[Listed records Boundary: Start]

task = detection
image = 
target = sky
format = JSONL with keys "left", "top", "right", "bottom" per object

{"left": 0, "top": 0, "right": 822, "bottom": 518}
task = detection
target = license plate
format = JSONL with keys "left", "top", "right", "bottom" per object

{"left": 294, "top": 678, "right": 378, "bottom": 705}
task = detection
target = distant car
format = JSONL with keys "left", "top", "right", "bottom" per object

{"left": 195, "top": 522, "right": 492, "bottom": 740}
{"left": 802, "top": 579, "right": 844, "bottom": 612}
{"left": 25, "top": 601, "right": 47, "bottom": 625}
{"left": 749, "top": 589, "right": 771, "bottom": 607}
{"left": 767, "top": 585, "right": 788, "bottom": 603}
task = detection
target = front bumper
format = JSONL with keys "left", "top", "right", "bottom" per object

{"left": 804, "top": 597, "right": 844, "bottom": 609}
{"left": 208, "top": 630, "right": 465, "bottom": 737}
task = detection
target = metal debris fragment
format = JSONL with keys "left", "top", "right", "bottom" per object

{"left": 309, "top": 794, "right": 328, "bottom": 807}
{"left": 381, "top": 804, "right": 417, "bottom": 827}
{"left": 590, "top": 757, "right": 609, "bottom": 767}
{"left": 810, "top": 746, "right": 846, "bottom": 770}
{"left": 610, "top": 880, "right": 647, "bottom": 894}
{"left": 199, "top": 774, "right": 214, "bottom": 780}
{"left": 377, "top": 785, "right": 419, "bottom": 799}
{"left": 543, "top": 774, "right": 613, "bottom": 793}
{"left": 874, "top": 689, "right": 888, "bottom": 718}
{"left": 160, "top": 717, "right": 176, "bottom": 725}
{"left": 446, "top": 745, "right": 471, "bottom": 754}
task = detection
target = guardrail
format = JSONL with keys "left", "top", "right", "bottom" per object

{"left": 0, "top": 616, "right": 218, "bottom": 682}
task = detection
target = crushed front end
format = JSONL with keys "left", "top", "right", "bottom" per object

[Listed records Boundary: End]

Exercise directions: Give back every entry, word for word.

Answer for the task:
task = detection
image = 
target = sky
format = JSONL with keys "left", "top", "right", "bottom" per object

{"left": 0, "top": 0, "right": 822, "bottom": 518}
task = detection
target = license plate
format = JSONL with keys "left", "top", "right", "bottom" per object

{"left": 294, "top": 678, "right": 378, "bottom": 705}
task = detection
target = distant car
format = JSONL with keys "left", "top", "right", "bottom" per object

{"left": 195, "top": 522, "right": 492, "bottom": 740}
{"left": 802, "top": 579, "right": 844, "bottom": 612}
{"left": 25, "top": 601, "right": 47, "bottom": 625}
{"left": 749, "top": 589, "right": 771, "bottom": 607}
{"left": 767, "top": 585, "right": 788, "bottom": 603}
task = detection
target = front bumper
format = JSONL with keys "left", "top", "right", "bottom" per object

{"left": 804, "top": 597, "right": 844, "bottom": 609}
{"left": 208, "top": 630, "right": 465, "bottom": 737}
task = detection
target = metal debris fragment
format = JSONL with keys "left", "top", "right", "bottom" per object

{"left": 309, "top": 794, "right": 328, "bottom": 807}
{"left": 381, "top": 804, "right": 417, "bottom": 827}
{"left": 590, "top": 757, "right": 609, "bottom": 767}
{"left": 810, "top": 746, "right": 846, "bottom": 770}
{"left": 610, "top": 880, "right": 647, "bottom": 894}
{"left": 199, "top": 774, "right": 214, "bottom": 780}
{"left": 377, "top": 785, "right": 419, "bottom": 799}
{"left": 543, "top": 774, "right": 613, "bottom": 793}
{"left": 874, "top": 689, "right": 888, "bottom": 718}
{"left": 160, "top": 717, "right": 176, "bottom": 725}
{"left": 446, "top": 745, "right": 471, "bottom": 754}
task = detection
target = guardrail
format = JSONL with keys "left", "top", "right", "bottom" per object

{"left": 0, "top": 616, "right": 218, "bottom": 682}
task = detection
target = crushed front end
format = JSONL with keys "left", "top", "right", "bottom" per object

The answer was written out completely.